What you will do
Please continue the comment thread below about iOS security and 800 mph tube travel, picking up after its last sentence.

Extract
● ● ●

Comment Re:He's right - Android is eating iOS's lunch (Score 0) 692

OK, I'll bite. Without using brand names, please tell me what you can do (e.g., use cases) with an iOS device that you can't do with an Android device of equal or lessor price?

I can give an iPod or iPhone to my kids and trust that they're not going to download any malware or spyware or SMS-overcharging trojans onto it.

All other things being equal, the inherent security of the iOS ecosystem is leaps and bounds better than anything Android is even capable of coming up with.

Comment Re:Cool but probably not feasible... (Score 5, Insightful) 533

The problem I see with this is while it's nice to dream about 800 mph travel, I can't imagine that it would be feasible to construct a track or tube that could follow the terrain at that speed and still maintain passenger comfort. If you are building above-ground supports, you don't want them to be 500 ft tall as would probably be required in order to keep the tube straight enough for passenger comfort and safety.

Luckily, advancement doesn't have to wait for the average guy's imagination to catch up. Have you actually read the proposal or are you just doing the usual slashdot thing?

The guy runs two companies, one in the space business and one that makes electric cars. I'm sure he'll need to ask a construction company for advice about the pillars, etc, but is there any reason to suppose he hasn't run this past the best engineers in those two companies? I'm sure his cost estimates are off, they can only be estimates this early in a design study, but it's not like he doesn't have engineers that know aerodynamics and vehicle design.

● ● ●

Entries provided
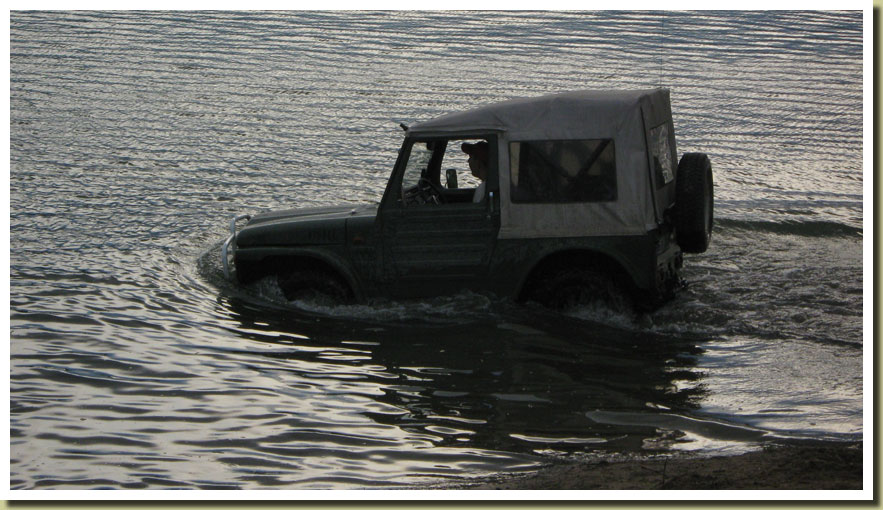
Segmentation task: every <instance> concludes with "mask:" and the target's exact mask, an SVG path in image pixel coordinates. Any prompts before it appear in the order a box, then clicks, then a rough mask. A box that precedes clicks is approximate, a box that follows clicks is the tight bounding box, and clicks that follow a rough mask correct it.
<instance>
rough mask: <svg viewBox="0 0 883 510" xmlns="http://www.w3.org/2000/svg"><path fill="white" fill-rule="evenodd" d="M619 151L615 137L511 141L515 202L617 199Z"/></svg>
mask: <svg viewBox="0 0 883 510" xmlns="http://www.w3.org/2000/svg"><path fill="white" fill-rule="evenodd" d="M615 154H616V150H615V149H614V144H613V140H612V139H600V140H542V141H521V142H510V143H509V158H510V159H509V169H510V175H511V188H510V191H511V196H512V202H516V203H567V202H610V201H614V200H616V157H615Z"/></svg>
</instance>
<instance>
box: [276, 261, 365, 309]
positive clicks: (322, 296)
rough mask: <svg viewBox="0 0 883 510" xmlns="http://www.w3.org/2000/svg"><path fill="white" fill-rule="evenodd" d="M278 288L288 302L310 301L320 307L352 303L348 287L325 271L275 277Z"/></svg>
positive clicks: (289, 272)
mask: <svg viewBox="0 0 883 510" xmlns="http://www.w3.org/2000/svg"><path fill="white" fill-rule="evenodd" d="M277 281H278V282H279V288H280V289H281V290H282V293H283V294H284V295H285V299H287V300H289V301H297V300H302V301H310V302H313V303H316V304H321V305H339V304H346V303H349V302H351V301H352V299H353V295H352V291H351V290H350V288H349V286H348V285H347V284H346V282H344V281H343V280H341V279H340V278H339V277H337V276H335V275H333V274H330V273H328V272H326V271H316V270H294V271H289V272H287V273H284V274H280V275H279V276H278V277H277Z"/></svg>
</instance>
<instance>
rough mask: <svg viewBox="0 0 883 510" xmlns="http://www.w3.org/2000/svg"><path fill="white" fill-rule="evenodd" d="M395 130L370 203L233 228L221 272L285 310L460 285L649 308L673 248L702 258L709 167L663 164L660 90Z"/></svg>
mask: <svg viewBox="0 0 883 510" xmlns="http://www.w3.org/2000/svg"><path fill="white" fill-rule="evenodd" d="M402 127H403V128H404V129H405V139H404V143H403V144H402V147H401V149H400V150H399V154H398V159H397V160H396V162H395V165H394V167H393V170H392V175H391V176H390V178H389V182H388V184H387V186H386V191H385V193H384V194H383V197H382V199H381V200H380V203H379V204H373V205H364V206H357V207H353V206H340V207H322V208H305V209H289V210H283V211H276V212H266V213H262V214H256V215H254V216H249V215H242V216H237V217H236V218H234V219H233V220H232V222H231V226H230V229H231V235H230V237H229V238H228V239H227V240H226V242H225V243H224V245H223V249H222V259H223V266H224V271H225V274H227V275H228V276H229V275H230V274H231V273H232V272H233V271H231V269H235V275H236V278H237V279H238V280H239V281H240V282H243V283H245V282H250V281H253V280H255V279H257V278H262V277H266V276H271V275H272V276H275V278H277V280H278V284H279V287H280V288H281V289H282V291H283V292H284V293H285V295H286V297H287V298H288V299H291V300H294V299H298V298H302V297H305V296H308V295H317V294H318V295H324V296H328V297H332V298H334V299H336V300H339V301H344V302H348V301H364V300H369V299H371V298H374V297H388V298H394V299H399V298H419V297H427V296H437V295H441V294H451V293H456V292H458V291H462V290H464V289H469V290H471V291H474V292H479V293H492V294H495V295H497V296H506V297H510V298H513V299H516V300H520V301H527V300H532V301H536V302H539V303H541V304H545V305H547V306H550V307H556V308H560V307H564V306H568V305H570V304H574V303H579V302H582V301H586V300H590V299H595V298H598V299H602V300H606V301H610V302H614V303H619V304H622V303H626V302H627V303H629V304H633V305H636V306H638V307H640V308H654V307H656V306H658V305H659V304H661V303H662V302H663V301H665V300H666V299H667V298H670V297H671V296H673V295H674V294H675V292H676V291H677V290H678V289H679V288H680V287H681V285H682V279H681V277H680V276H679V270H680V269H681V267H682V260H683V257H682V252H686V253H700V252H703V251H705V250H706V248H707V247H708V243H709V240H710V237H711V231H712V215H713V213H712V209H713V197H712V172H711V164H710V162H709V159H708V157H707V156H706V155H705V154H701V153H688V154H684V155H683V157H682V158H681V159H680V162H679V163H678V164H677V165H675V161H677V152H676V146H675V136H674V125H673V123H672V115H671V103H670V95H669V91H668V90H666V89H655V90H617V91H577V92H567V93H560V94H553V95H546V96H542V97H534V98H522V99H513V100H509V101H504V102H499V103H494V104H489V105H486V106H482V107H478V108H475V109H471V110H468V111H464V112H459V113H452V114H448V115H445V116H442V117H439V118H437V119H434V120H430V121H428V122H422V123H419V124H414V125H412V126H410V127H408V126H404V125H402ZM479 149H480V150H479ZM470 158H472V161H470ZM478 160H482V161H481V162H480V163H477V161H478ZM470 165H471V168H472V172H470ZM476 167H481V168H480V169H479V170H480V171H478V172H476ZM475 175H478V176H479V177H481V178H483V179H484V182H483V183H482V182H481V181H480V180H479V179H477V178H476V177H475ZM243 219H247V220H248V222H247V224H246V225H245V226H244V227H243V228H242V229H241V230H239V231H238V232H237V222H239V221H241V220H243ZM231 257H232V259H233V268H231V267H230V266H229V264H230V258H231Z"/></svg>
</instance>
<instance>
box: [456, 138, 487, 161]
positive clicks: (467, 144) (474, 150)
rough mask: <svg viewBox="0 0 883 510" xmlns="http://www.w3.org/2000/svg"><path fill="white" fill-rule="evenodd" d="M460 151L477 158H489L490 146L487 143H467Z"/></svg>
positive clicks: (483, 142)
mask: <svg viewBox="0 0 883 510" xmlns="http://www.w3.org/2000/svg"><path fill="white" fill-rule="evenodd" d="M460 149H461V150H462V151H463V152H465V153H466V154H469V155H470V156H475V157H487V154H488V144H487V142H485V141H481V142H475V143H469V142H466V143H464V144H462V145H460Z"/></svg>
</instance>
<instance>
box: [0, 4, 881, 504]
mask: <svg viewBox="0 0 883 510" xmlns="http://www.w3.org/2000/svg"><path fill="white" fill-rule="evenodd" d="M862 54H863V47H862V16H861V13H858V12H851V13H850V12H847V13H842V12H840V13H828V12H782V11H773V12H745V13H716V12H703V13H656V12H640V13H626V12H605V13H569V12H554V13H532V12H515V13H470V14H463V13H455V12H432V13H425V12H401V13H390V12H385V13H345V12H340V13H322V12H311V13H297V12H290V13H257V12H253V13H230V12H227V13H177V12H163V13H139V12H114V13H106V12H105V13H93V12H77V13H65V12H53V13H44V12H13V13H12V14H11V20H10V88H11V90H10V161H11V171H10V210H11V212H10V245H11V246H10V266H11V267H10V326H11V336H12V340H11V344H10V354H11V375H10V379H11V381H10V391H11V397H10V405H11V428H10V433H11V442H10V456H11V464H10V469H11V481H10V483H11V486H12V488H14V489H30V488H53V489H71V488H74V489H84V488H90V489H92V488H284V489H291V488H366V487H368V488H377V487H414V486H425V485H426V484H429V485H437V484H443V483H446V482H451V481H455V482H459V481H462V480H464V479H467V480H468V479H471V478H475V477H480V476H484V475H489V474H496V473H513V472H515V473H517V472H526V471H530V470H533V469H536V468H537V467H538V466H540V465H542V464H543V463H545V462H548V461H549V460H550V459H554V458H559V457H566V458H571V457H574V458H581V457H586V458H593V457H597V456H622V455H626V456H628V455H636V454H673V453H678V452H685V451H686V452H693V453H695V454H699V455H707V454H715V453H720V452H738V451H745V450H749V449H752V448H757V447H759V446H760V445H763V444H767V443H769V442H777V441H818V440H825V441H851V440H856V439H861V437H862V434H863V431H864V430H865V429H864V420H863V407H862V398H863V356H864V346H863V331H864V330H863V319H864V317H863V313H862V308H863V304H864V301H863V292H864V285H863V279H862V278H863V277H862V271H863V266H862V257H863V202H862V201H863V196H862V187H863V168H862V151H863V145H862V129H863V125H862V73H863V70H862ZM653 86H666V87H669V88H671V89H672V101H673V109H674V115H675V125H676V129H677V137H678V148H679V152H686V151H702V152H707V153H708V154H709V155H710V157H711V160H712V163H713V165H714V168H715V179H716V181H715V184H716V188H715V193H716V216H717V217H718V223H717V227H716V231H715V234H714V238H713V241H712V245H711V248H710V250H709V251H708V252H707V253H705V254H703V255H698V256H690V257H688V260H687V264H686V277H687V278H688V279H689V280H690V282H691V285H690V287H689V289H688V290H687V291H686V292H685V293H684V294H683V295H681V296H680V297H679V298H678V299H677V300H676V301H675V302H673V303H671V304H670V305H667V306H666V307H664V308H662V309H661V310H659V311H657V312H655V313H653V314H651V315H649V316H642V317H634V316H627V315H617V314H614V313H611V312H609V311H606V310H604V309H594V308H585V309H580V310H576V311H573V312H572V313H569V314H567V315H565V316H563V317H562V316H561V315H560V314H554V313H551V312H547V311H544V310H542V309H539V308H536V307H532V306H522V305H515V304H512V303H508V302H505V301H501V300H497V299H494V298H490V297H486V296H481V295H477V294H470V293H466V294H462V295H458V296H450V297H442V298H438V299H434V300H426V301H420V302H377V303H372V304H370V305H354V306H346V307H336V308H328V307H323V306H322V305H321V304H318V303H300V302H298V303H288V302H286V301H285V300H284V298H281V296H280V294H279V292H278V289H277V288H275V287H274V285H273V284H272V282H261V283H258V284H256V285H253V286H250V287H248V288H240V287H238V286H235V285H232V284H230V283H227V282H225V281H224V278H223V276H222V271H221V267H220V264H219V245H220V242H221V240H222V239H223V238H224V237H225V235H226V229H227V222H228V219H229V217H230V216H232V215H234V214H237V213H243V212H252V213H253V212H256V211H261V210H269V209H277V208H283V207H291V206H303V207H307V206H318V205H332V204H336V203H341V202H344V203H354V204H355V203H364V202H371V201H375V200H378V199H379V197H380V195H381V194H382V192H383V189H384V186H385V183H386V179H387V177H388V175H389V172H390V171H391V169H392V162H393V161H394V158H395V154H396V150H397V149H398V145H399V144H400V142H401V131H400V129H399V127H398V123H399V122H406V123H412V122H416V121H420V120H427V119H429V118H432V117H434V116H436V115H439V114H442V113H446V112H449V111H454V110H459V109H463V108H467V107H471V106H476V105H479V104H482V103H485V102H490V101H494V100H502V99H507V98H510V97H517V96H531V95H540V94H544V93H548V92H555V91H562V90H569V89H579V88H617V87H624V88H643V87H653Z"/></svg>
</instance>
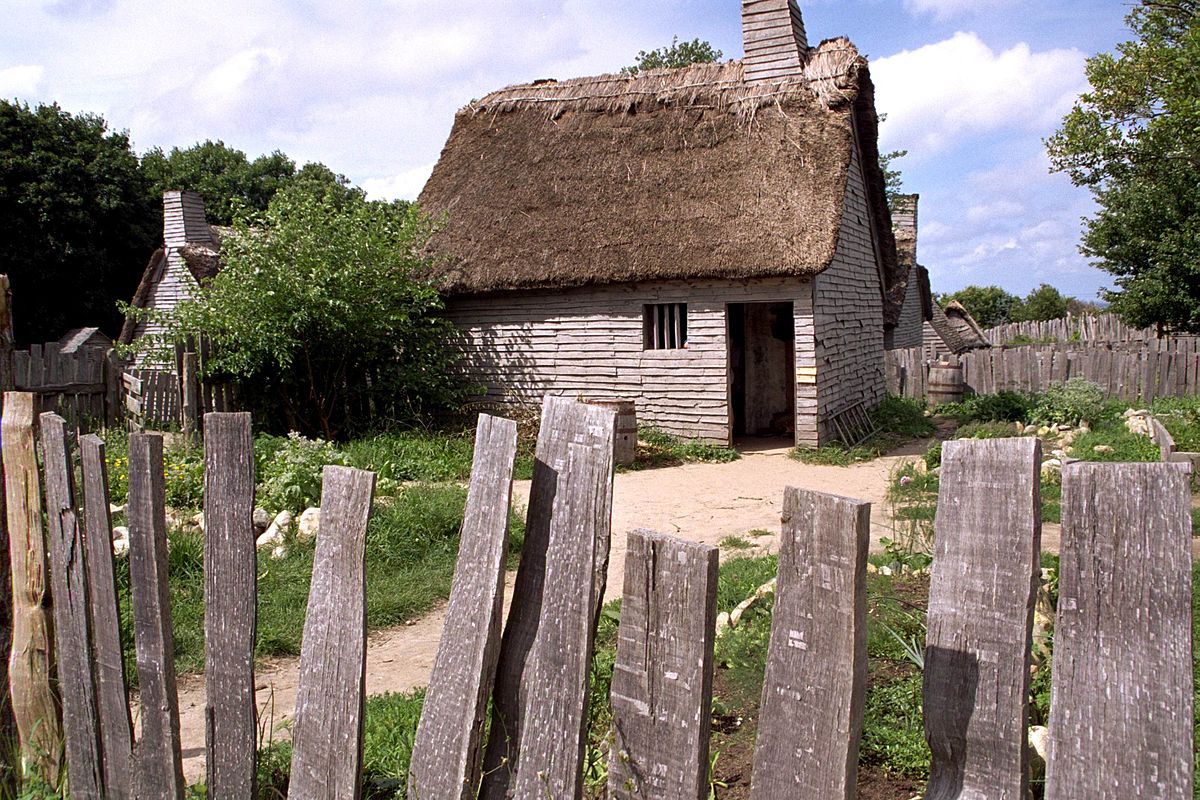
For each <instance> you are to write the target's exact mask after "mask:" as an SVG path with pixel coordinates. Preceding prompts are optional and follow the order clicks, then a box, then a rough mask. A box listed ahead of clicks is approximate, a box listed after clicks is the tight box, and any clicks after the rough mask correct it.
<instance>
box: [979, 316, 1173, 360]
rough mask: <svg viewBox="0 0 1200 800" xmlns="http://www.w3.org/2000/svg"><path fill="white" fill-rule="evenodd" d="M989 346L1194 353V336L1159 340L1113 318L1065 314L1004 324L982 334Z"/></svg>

● ● ●

Exercise result
I'm willing to give him the benefit of the doubt until real rebuttal arrives, say from someone who can point out actual errors in the proposal.

Comment Re:sick of windows at work (Score 2) 251

OSX isn't competing with Surface, per se, and OSX may be a POSIX compliant system, but why does Apple do things like make Safari non-compliant with regard to standards like the W3? One web site I worked on had the worst rendering with Safari. I mean, almost useless W3 non-comliance. We had to develop a plug-in to deal with some of our stuff. Firefox, IE? No issues. We could use the stock browser components.

What website would that be? I prefer to do my testing in WebKit browsers, personally.

Comment Hate the artist, love the art (Score 1) 1448

My mom is a huge opera fan, and my brother goes along with her often when he can. It's not my thing, but I respect the history of the art form and I don't hate the music.

As a German-American family, perhaps, they're especially fond of the Ring Cycle. When they get a chance, they buy tickets to all four productions and go see them one after the other.

This is despite the fact that everybody who knows anything about opera knows that Wagner was a *huge* anti-Semite.

They both know this, and reject his point of view. But that doesn't stop the music from being great.

Now, it's a bit different when the artist is still alive and making money off his work, I'll grant you. But all the same, I have a hard time judging Card's work based on his personal points of view.

Yes, his Mormon-influenced views about people marrying young and as virgins and then having at least three to five children are a prominent influence on his plots. But I don't remember seeing anything anti-gay in his stories, either. He seems to keep that in a separate compartment from his creative life.

I'll go to see the movie, and judge it based on its own merits.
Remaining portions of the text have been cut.